What the task asks
Copy the film review from "Actually, writer Jensen" up to and including "the woman's soul.", changing "Scotsman" to "Irishman".

Provided passage section start

The scaffolding of the film is a sibling rivalry. The older brother, Michael (Ulrich Thomsen), is a dutiful army officer and family man who lives in Copenhagen with his lovely wife, Sarah (Gladiator star Connie Nielsen), and two young daughters (Sarah Juel Warner and Rebecca Logstrup Soltau). Younger brother Jannik (Nikolaj Lie Kaas) is a sullen outlaw type who's just been released from prison after doing time for assaulting a woman. Michael is sensible and controlled; Jannik is reckless and irresponsible. Good brother, bad brother.
No sooner does Jannik get out of jail than Michael is shipped off to fight in Afghanistan, confident in his training and buoyed by the belief that he's doing the right thing. Jannik gets drunk and lurches around the city in his brother's car. Then, catastrophe. Michael's helicopter is shot down, and military authorities conclude that everyone aboard has been killed. Why, in the absence of bodies, these soldiers are not listed as missing in action is a question only Bier and screenwriter Anders Thomas Jensen can answer. But for the purposes of their plot, Michael's parents, his grieving widow, her children and her troubled brother-in-law endure a solemn memorial service and start trying to cope.
Jannik's adjustment is more like a personal reinvention. His stern, stricken father (Bent Mejding) still disapproves of him, but the troubled younger son helps remodel Sarah's kitchen. He entertains his nieces. Offscreen, he apologizes to the still-traumatized woman he attacked. In what they both see as an expression of mutual sorrow, Jannik and Sarah share a kiss. What no one knows, of course, is that Michael is alive in a Taliban prison camp and that he's about to return home a changed man -- an angry, disturbed man much more like the pre-redemptive Jannik than the upright husband and father he once was.
Actually, writer Jensen has come this way before. In last year's Wilbur Wants to Kill Himself (written by Jensen and directed by Lone Scherfig), a young Scotsman obsessed with suicide reverses roles with his disease-doomed brother in a story of familial devotion that's tinged with carnal deceit. In Brothers, the deceit is all imaginary, but the role reversal is even more powerful -- and more telling.
Director Bier is particularly adept at beholding the plight of the unhinged widow. In Nielsen's big, liquid eyes, she finds not only grief, not only fear, but a kind of otherworldly wonder at what is happening to her. One suspects that only a woman could have filmed the scenes of poor Sarah thrashing restlessly in her empty bed with this kind of deep-down understanding. It's as though we are gazing into the woman's soul.
In its second half, Brothers' psychological tension grows very keen, just as it did in a trio of postwar-stress movies American audiences know well -- The Best Years of Our Lives, The Deer Hunter and Coming Home. Michael's transformation from a bourgeois drone into a violent paranoiac threatens to shatter his family and drive him insane. It also raises all kinds of issues about mission, duty and the demands of love in a world where the certainties of absolutism are forever colliding with questions of moral judgment. Beautifully acted and disturbing to its core, Brothers addresses those collisions with grace and intelligence. What a pity it is unlikely ever to be screened at the White House or the Pentagon.

Provided passage section end
Extracted records section start

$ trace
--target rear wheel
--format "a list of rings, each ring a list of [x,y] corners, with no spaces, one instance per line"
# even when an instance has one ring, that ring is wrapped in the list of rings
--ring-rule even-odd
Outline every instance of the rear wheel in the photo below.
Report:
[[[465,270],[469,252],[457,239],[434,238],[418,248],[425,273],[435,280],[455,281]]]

Extracted records section end
Extracted records section start

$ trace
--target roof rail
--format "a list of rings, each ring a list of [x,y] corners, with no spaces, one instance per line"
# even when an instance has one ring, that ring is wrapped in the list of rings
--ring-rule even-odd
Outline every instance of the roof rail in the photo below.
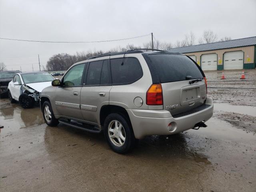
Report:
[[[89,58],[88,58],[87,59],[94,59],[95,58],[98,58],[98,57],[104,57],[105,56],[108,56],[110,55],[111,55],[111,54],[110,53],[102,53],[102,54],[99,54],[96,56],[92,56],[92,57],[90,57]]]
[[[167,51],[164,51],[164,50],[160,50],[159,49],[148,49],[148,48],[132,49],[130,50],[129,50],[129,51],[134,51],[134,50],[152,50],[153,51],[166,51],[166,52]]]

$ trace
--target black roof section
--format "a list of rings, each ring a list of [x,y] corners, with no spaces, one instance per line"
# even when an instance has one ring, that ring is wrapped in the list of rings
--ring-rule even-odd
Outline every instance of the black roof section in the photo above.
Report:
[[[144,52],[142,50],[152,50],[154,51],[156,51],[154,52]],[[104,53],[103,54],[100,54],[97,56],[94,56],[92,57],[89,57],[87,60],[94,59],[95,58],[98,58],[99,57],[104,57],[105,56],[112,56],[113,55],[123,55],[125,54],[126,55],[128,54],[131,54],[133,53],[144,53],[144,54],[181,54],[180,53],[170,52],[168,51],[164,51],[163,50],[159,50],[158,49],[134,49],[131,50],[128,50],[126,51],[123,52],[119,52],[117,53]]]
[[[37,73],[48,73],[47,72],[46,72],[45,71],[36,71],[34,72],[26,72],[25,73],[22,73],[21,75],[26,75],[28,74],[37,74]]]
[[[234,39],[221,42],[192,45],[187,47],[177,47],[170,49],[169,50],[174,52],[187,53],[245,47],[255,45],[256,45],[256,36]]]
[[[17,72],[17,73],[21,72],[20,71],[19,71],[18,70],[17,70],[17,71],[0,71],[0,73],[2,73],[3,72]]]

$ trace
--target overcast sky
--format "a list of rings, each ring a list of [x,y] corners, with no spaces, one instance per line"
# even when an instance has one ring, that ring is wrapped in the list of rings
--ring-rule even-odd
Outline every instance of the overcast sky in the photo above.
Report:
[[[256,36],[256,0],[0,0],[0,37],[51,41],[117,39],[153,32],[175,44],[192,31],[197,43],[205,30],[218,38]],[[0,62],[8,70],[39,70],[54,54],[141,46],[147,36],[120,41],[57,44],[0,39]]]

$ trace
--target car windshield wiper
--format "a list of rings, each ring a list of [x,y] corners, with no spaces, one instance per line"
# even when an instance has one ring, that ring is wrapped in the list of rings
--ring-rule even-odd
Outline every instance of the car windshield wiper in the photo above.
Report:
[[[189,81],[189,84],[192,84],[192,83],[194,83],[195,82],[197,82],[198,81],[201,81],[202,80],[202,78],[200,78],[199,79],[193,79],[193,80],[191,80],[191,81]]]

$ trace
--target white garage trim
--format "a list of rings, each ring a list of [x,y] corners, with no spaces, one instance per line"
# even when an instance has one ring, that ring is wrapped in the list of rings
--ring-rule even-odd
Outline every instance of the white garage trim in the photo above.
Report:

Extracted records section end
Extracted records section start

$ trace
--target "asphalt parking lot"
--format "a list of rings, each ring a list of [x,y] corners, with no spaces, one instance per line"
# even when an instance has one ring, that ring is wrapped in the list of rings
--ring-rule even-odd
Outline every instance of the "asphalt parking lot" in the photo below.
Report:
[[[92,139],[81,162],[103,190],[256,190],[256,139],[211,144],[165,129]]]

Extracted records section end

Answer below
Actually, writer Jensen has come this way before. In last year's Wilbur Wants to Kill Himself (written by Jensen and directed by Lone Scherfig), a young Irishman obsessed with suicide reverses roles with his disease-doomed brother in a story of familial devotion that's tinged with carnal deceit. In Brothers, the deceit is all imaginary, but the role reversal is even more powerful -- and more telling.
Director Bier is particularly adept at beholding the plight of the unhinged widow. In Nielsen's big, liquid eyes, she finds not only grief, not only fear, but a kind of otherworldly wonder at what is happening to her. One suspects that only a woman could have filmed the scenes of poor Sarah thrashing restlessly in her empty bed with this kind of deep-down understanding. It's as though we are gazing into the woman's soul.